● **JOB**
State how many lines in the entries below contain the word "dark". Give only the number.

### RECORDS FOR THE TASK

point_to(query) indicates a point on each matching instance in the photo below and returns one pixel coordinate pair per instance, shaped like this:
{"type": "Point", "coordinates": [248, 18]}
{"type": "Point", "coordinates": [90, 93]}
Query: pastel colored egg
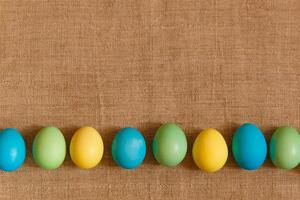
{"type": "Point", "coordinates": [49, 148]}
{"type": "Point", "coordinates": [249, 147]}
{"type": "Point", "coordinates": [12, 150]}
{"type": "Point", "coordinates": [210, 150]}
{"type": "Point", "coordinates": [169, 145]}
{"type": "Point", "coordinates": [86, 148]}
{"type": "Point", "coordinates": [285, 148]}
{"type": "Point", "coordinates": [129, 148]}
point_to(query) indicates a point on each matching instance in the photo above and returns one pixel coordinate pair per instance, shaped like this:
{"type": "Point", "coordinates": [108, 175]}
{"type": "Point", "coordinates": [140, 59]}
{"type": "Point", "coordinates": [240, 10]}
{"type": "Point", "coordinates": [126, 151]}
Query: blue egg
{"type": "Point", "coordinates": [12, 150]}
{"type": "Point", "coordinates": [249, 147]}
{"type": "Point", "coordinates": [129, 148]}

######
### RECORDS FOR THE TASK

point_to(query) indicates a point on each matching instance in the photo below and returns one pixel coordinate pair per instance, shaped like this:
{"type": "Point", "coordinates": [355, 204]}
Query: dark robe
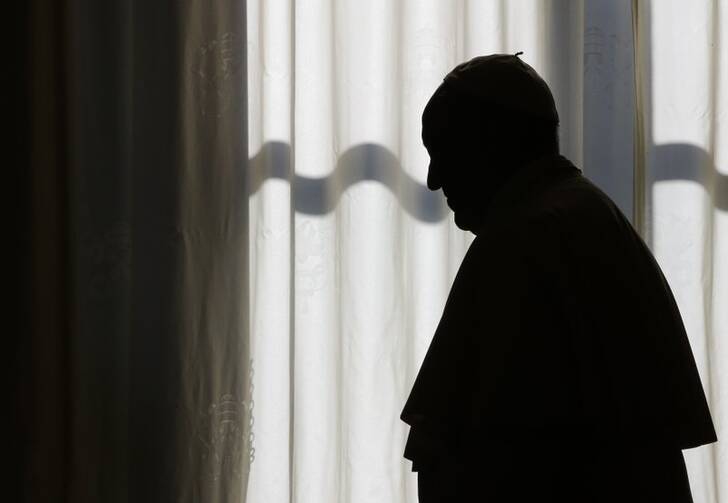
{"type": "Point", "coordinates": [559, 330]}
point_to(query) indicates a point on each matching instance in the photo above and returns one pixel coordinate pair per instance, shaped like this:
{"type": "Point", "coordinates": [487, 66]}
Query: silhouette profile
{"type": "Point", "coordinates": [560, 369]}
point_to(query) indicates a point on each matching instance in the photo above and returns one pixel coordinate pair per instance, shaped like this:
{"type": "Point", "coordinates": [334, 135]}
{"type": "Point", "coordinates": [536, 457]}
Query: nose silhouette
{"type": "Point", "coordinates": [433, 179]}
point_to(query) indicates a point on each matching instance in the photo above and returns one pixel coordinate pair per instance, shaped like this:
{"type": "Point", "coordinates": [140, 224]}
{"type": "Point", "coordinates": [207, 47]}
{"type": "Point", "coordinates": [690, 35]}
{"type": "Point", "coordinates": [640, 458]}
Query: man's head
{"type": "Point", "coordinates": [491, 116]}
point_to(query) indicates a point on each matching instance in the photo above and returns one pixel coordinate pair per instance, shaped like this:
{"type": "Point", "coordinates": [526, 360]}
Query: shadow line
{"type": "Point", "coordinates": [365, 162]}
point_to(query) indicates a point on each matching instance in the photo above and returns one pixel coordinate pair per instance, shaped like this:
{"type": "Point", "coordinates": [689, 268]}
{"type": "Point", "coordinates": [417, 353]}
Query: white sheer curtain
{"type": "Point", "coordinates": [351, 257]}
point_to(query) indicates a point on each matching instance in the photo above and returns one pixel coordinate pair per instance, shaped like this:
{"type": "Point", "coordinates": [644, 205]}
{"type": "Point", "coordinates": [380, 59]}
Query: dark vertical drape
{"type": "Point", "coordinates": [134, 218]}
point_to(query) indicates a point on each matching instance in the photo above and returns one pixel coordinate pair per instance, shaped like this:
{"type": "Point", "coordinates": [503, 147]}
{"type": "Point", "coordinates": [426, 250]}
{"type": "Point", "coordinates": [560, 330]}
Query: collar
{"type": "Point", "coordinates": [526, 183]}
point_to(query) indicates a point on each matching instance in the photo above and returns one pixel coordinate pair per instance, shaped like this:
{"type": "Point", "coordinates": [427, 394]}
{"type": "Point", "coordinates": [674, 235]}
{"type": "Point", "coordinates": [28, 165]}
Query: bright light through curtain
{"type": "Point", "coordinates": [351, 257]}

######

● **RESULT**
2